## Requirement
Search the records for the string "building", then copy each line that has it.

## Data extracts
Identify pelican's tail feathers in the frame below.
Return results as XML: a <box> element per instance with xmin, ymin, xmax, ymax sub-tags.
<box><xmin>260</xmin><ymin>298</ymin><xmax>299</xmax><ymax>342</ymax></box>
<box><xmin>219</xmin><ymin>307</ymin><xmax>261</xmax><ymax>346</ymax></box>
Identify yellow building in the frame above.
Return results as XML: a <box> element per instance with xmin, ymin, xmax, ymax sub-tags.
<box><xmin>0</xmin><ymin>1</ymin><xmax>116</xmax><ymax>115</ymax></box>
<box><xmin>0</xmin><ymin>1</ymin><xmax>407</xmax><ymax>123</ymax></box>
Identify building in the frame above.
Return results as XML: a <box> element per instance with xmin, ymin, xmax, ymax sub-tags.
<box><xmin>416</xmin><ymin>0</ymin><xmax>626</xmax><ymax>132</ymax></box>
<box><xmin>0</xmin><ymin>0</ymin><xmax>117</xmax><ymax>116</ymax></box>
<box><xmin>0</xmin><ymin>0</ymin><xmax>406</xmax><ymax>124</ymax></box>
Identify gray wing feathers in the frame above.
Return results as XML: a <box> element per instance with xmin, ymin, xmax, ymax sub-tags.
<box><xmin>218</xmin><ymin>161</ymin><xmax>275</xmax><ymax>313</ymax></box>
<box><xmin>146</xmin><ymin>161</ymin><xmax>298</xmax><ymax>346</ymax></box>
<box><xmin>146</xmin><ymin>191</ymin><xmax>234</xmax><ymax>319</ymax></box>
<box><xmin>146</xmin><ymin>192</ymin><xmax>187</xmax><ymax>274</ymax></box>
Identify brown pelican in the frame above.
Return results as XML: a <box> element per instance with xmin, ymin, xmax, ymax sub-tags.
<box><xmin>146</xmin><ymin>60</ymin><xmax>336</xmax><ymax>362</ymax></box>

## Answer space
Identify yellow building in the frame above.
Identify building in the frame above.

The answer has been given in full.